(TUGAS YANG DIKERJAKAN)
- a) Apakah setiap pernyataan berikut sesuai dengan artikel tentang kemiskinan penyandang disabilitas di bawah? Jawab ya atau tidak, lalu sertakan kutipan persis dari artikel yang menentukan jawaban itu. (i) Menurut data Bappenas, persentase penyandang disabilitas di bawah garis kemiskinan lebih rendah daripada tingkat kemiskinan nasional. (ii) Penelitian LPEM FEB UI menemukan bahwa program Atensi tidak berpengaruh signifikan terhadap peningkatan kualitas kehidupan masyarakat dengan disabilitas. (iii) Konsesi bagi penyandang disabilitas dimaksudkan sebagai pengistimewaan terhadap hak.
- b) Lanjutkan artikel tentang kemiskinan penyandang disabilitas di bawah, dimulai setelah kalimat terakhirnya.

(ARTIKEL)
================
Padahal, sebagaimana data Bappenas per tahun 2025, ada sekitar 11,46 persen penyandang disabilitas yang berada di bawah garis kemiskinan. Jumlah tersebut lebih tinggi dari tingkat kemiskinan nasional sebesar 8,57 persen.

Terbaru, penelitian yang dilakukan oleh Lembaga Penyelidikan Ekonomi Masyarakat Fakultas Ekonomi Universitas Indonesia (LPEM FEB UI) pada tahun ini menunjukkan bahwa meskipun pemerintah sudah memiliki program Asistensi Rehabilitasi Sosial (Atensi), namun kondisi tersebut tidak berpengaruh signifikan terhadap peningkatan kualitas kehidupan masyarakat dengan disabilitas.

Lebih jauh, dalam hasil penelitian tersebut menunjukkan fakta bahwa rumah tangga dengan anggota penyandang disabilitas lebih rentan sekaligus memiliki probabilitas peningkatan kemiskinan secara multidimensional, baik dari segi angka kemiskinan maupun intensitas deprivasi.

Oleh karenanya, peran negara dalam menyediakan aturan yang mendorong konsesi bagi penyandang disabilitas sangat penting. Konsesi di sini bukan berarti pengistimewaan terhadap hak, tetapi mendorong bagaimana kelompok disabilitas mendapatkan kemudahan akses untuk mendapatkan haknya.
================
(DATA YANG DIBERIKAN)
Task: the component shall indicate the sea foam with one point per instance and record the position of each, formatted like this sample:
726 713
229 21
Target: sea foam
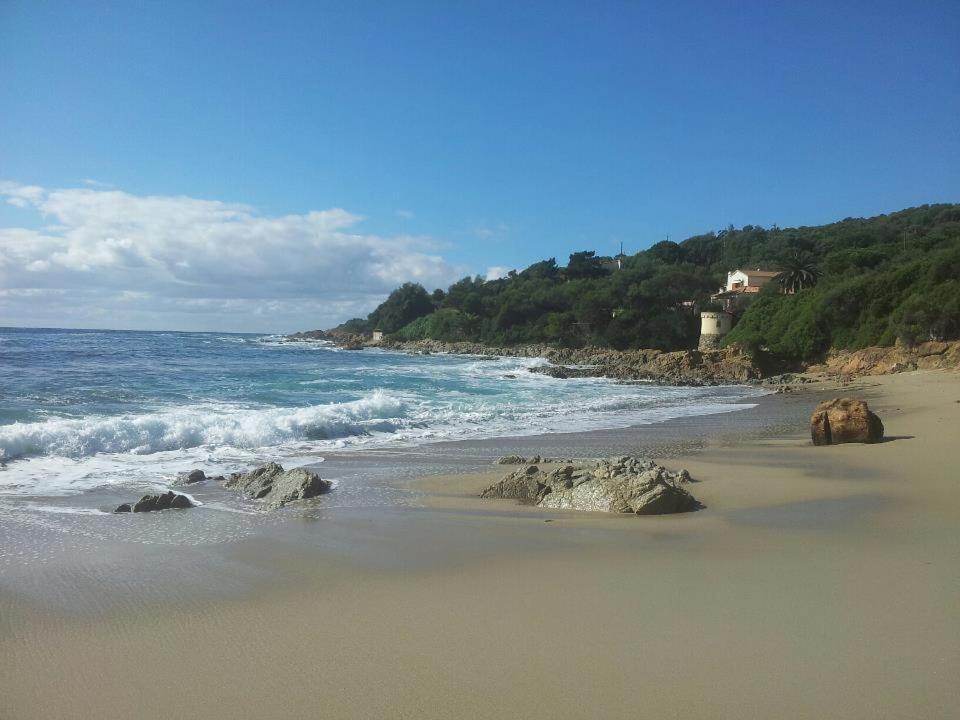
================
(JAWABAN LATIHAN)
- a)
(i) Tidak. "Jumlah tersebut lebih tinggi dari tingkat kemiskinan nasional sebesar 8,57 persen."
(ii) Ya. "tidak berpengaruh signifikan terhadap peningkatan kualitas kehidupan masyarakat dengan disabilitas"
(iii) Tidak. "Konsesi di sini bukan berarti pengistimewaan terhadap hak"

- b)
Implementasi Konsesi Disabilitas
UUPD sejatinya telah menggariskan 22 hak yang perlu dipenuhi oleh negara. Dari 22 hak tersebut dapat diklasifikasikan menjadi tujuh bagian yakni: eksistensi, ekonomi, politik, sosial, budaya, dan pelayanan publik, serta satu klasifikasi khusus untuk perempuan dan anak.

Sejumlah peraturan turunan UUPD pun sudah hampir semuanya diundangkan. Tercatat hingga saat ini sudah ada sepuluh regulasi turunan UUPD di tingkat peraturan pemerintah yakni sebanyak tujuh dan tiga sisanya berupa Peraturan Presiden.

Namun, hingga saat ini, peraturan pemerintah yang khusus mengatur mengenai konsesi penyandang disabilitas belum pernah diundangkan. Padahal, sudah hampir berjalan tiga bulan terhitung mulai dari Maret 2025 aturan ini sudah dalam masa harmonisasi.

Kehadiran PP Konsesi Disabilitas menjadi amat sangat penting karena sesuai amanat dari UUPD memberikan waktu dua tahun untuk segera mengundangkan seluruh aturan turunan dari UUPD. Jika UUPD diundangkan sejak 2016, maka sudah tujuh tahun kekosongan hukum akibat belum diundangkannya aturan mengenai konsesi penyandang disabilitas.

Hal ini ditambah dengan adanya restukturisasi khususnya di beberapa kementerian/lembaga sehingga menyebabkan proses birokrasi akan cenderung terhambat. Sebagai gambaran, sejatinya PP Konsesi yang juga mengatur insentif bagi perusahaan sudah dalam proses harmonisasi di awal tahun 2025.

Kendati begitu, restrukturisasi di dalam Kementerian Keuangan yang menyebarkan fungsi Badan Kebijakan Fiskal (BKF) sebagai salah satu leading sector ke beberapa direktorat dan kedeputian menyebabkan langkah-langkah penyusunan harus menyesuaikan kembali baik ritme, alur birokrasi, maupun pendekatan advokasi yang dilakukan.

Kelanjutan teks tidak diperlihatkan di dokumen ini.